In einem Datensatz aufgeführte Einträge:
============

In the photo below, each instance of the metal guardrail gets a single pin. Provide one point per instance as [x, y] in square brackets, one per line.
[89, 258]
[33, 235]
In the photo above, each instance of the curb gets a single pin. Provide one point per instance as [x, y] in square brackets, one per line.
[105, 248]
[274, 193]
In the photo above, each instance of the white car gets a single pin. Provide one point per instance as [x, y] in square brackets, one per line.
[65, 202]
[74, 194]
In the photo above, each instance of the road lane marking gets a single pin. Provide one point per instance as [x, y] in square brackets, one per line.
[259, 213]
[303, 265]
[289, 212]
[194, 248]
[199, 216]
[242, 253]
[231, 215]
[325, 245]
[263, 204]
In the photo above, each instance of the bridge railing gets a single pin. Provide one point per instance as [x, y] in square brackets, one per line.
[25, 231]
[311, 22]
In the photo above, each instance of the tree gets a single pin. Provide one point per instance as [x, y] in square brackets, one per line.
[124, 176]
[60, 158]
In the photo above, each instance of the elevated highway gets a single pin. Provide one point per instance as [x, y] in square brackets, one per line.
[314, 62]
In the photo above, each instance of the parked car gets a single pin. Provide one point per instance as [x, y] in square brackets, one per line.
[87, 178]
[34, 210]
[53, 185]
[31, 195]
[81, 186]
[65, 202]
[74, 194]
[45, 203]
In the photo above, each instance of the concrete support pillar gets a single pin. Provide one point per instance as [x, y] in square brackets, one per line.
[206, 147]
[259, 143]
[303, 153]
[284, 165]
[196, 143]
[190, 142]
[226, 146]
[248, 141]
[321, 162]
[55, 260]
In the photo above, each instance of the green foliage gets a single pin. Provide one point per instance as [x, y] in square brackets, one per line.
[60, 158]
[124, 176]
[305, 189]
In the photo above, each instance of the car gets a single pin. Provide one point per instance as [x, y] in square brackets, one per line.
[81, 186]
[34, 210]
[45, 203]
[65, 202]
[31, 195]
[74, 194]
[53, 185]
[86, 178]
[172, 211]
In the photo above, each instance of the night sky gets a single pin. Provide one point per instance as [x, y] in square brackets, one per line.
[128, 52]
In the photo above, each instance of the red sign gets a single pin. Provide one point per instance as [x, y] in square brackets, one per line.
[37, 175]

============

Schreib die gesamte Auflistung oben Zeile für Zeile unverändert ab.

In the photo below, each instance of the metal guardrail gets a single pin. Provide one point per instance as [x, y] in square brackets, one per line.
[89, 258]
[33, 235]
In the photo above, each instance of the curb gets a single pin. Provide one point per instance as [x, y] in square brackets, one per line.
[105, 248]
[274, 193]
In the photo above, each instance of the white car gets a single pin. Provide one point per instance as [x, y] in square brackets, one per line.
[65, 202]
[74, 194]
In the photo above, each instance of the road lane marking gets a single pin. Provide one point per instance as [x, y] in square brackets, one per line.
[259, 213]
[303, 265]
[289, 212]
[194, 248]
[199, 216]
[242, 253]
[231, 215]
[325, 245]
[263, 204]
In the photo above, each instance of the bridge railing gets a single pin. Provide one point per instance as [x, y] in square brackets, one per line.
[25, 231]
[311, 22]
In the photo above, each instance of the tree gets a single pin. Provide one point per instance as [x, y] in square brackets, one per line.
[124, 176]
[60, 158]
In the photo above, each instance of the elevated highway gets a single pin. Provide one point per instance as [x, y] in square brackets, one per line.
[314, 62]
In the photo above, each instance of the parked car gets a single pin. Provide one point per instance as [x, y] in square brackets, one per line.
[87, 178]
[34, 210]
[53, 185]
[31, 195]
[81, 186]
[65, 202]
[74, 194]
[45, 203]
In the photo above, each instance of the concrete support pillar gets a single pin. Provide one point per instance as [x, y] in square brackets, one per line.
[206, 147]
[259, 143]
[303, 153]
[284, 165]
[196, 143]
[190, 142]
[226, 146]
[248, 141]
[321, 162]
[55, 260]
In the photo above, each instance of the green foliage gets a single pin. Provide one point per instance as [x, y] in square brackets, one per line.
[60, 158]
[124, 176]
[305, 189]
In the photo above, each instance of the car gets a single pin. Provide one point per instance as [x, y] in square brackets, one per line.
[81, 186]
[34, 210]
[45, 203]
[65, 202]
[31, 195]
[74, 194]
[53, 185]
[86, 178]
[172, 211]
In the photo above, each instance of the night sky gets a single pin. Provide one point per instance as [x, y] in square brackets, one per line.
[128, 52]
In the photo above, each instance of the red sign gets a single pin. Provide one point per instance as [x, y] in square brackets, one per line.
[37, 175]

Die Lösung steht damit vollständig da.